* **What you will do**:
Return, unchanged, the lines of the listing from the one containing "If you could segment every instance of the stacked" through the end of the listing.

Stored items from a collection:
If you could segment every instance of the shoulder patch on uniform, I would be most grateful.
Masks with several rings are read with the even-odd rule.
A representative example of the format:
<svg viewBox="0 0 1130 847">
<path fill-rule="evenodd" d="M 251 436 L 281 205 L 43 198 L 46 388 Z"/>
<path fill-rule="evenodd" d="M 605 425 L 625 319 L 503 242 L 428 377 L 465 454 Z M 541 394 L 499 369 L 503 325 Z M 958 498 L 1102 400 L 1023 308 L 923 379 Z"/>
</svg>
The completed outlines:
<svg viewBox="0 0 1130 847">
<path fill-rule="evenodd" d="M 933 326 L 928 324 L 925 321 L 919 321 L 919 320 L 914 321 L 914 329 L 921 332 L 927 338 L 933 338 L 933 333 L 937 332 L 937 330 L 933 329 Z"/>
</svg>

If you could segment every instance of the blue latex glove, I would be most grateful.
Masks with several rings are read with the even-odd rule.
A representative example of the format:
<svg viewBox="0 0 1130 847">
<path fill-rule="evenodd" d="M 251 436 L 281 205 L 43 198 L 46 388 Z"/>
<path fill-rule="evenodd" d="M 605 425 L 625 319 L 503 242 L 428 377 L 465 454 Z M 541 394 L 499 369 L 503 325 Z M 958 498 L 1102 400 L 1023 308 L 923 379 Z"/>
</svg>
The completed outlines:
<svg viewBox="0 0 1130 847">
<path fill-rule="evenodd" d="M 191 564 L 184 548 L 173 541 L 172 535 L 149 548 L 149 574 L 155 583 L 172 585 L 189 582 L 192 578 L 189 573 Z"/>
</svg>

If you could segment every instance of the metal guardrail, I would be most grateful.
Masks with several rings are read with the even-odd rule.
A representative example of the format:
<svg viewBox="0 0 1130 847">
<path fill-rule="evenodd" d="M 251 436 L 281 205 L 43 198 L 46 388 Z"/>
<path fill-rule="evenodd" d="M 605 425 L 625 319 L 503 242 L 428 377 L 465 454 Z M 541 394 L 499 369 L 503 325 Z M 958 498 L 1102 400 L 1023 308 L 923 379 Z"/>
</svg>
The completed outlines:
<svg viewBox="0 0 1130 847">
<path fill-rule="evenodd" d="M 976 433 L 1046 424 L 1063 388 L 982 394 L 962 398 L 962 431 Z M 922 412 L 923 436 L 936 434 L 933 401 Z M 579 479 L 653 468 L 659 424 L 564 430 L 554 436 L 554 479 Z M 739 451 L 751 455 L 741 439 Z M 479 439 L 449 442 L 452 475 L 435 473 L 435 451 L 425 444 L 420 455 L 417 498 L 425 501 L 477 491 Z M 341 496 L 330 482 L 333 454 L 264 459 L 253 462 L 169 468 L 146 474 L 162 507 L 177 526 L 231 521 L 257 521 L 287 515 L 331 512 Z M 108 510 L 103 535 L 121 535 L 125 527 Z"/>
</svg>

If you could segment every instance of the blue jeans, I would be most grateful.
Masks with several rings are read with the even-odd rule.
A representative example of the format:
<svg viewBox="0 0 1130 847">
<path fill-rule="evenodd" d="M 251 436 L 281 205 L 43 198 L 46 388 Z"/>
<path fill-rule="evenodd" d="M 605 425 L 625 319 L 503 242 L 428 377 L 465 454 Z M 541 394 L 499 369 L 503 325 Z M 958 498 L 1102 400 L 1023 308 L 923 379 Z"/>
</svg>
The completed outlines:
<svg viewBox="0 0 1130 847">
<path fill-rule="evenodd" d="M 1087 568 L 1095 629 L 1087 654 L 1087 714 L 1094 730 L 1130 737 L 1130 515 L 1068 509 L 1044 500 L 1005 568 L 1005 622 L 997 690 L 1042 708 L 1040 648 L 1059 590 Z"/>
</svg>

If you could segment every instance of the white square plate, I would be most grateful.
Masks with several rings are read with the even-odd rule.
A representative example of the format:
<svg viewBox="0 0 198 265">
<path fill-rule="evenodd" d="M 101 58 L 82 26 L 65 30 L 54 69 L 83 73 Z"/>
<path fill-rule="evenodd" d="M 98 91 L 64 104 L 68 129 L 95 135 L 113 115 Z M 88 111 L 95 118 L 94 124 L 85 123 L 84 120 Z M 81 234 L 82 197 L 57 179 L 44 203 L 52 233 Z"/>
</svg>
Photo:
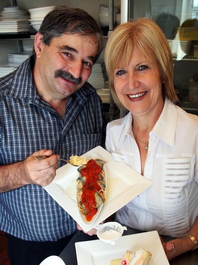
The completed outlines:
<svg viewBox="0 0 198 265">
<path fill-rule="evenodd" d="M 108 188 L 106 201 L 98 217 L 91 225 L 85 224 L 80 216 L 76 199 L 63 192 L 74 178 L 77 178 L 77 167 L 67 164 L 56 170 L 53 181 L 44 188 L 86 231 L 105 220 L 151 186 L 152 182 L 122 162 L 114 160 L 111 154 L 101 146 L 97 146 L 81 156 L 86 159 L 91 154 L 98 154 L 105 161 L 105 169 Z M 97 157 L 93 158 L 95 159 Z"/>
<path fill-rule="evenodd" d="M 75 244 L 78 265 L 109 265 L 122 258 L 126 250 L 136 252 L 143 248 L 152 254 L 149 265 L 169 265 L 157 231 L 124 236 L 111 245 L 100 240 Z"/>
</svg>

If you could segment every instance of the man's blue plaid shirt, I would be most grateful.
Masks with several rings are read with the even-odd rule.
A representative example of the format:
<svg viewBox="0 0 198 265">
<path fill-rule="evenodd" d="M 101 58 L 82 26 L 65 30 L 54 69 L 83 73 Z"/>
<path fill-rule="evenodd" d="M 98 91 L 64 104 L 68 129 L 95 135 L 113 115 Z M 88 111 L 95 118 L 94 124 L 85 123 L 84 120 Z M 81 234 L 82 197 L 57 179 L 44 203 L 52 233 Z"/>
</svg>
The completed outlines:
<svg viewBox="0 0 198 265">
<path fill-rule="evenodd" d="M 70 97 L 64 122 L 37 94 L 33 58 L 0 79 L 0 165 L 21 161 L 41 149 L 66 159 L 100 145 L 106 121 L 96 89 L 86 83 Z M 58 167 L 65 164 L 59 161 Z M 0 229 L 26 240 L 55 241 L 76 223 L 42 187 L 24 186 L 0 193 Z"/>
</svg>

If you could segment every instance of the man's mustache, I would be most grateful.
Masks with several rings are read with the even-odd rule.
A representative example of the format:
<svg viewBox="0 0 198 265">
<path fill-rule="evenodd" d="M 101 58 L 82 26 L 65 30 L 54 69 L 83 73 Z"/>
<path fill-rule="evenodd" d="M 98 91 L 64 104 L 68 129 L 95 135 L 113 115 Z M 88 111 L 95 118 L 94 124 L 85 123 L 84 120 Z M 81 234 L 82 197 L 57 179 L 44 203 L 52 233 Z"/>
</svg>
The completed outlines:
<svg viewBox="0 0 198 265">
<path fill-rule="evenodd" d="M 80 85 L 82 82 L 81 77 L 78 78 L 75 78 L 69 72 L 63 71 L 62 70 L 57 70 L 55 72 L 55 77 L 58 77 L 60 76 L 61 77 L 63 77 L 77 84 L 77 85 Z"/>
</svg>

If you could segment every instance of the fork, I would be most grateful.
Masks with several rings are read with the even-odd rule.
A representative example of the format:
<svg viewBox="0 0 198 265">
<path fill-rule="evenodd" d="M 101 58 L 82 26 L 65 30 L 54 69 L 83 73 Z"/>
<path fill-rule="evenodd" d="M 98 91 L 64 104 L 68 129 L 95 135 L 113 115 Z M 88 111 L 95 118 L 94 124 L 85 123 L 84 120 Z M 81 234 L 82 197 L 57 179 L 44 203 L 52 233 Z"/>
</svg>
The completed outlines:
<svg viewBox="0 0 198 265">
<path fill-rule="evenodd" d="M 43 156 L 34 156 L 34 158 L 36 160 L 40 160 L 41 159 L 45 159 L 45 158 L 47 158 L 44 157 Z M 80 166 L 77 166 L 76 165 L 72 165 L 71 164 L 70 164 L 70 162 L 69 161 L 68 161 L 68 160 L 66 160 L 65 159 L 62 159 L 62 158 L 58 158 L 58 160 L 61 160 L 62 161 L 65 161 L 65 162 L 67 162 L 67 163 L 69 164 L 70 165 L 71 165 L 71 166 L 73 166 L 73 167 L 80 167 L 80 166 L 82 166 L 83 164 L 82 164 Z"/>
</svg>

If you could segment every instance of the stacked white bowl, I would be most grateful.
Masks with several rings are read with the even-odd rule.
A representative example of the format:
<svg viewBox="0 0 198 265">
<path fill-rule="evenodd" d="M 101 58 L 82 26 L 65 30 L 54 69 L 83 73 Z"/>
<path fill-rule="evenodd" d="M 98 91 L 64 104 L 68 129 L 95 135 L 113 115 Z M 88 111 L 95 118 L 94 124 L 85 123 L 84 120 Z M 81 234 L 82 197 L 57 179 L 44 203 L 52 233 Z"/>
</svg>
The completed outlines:
<svg viewBox="0 0 198 265">
<path fill-rule="evenodd" d="M 44 18 L 47 14 L 54 9 L 55 7 L 55 6 L 52 6 L 28 9 L 28 11 L 30 13 L 30 17 L 29 21 L 35 30 L 38 31 Z"/>
<path fill-rule="evenodd" d="M 115 20 L 116 13 L 119 11 L 119 8 L 114 6 L 114 20 Z M 100 5 L 99 11 L 99 22 L 101 27 L 107 27 L 109 25 L 109 6 L 106 5 Z"/>
</svg>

* **Task output**:
If you could segment every instance of the stacked white bowl, I would be most grateful.
Masks with several rings are read with the even-odd rule.
A representative example of the format:
<svg viewBox="0 0 198 265">
<path fill-rule="evenodd" d="M 101 58 L 82 26 L 65 30 L 54 69 L 83 73 Z"/>
<path fill-rule="evenodd" d="M 98 91 L 64 104 L 68 129 L 95 135 L 113 115 Z M 88 111 L 95 118 L 94 124 L 85 123 L 84 120 Z M 81 234 L 82 197 L 57 179 L 44 203 L 52 233 Z"/>
</svg>
The completed outlines:
<svg viewBox="0 0 198 265">
<path fill-rule="evenodd" d="M 44 18 L 47 14 L 54 9 L 55 7 L 55 6 L 52 6 L 28 9 L 28 11 L 30 13 L 30 17 L 29 21 L 35 30 L 38 31 Z"/>
<path fill-rule="evenodd" d="M 115 20 L 116 13 L 119 11 L 119 8 L 114 6 L 114 20 Z M 100 5 L 99 11 L 99 22 L 101 27 L 107 27 L 109 25 L 109 6 L 106 5 Z"/>
</svg>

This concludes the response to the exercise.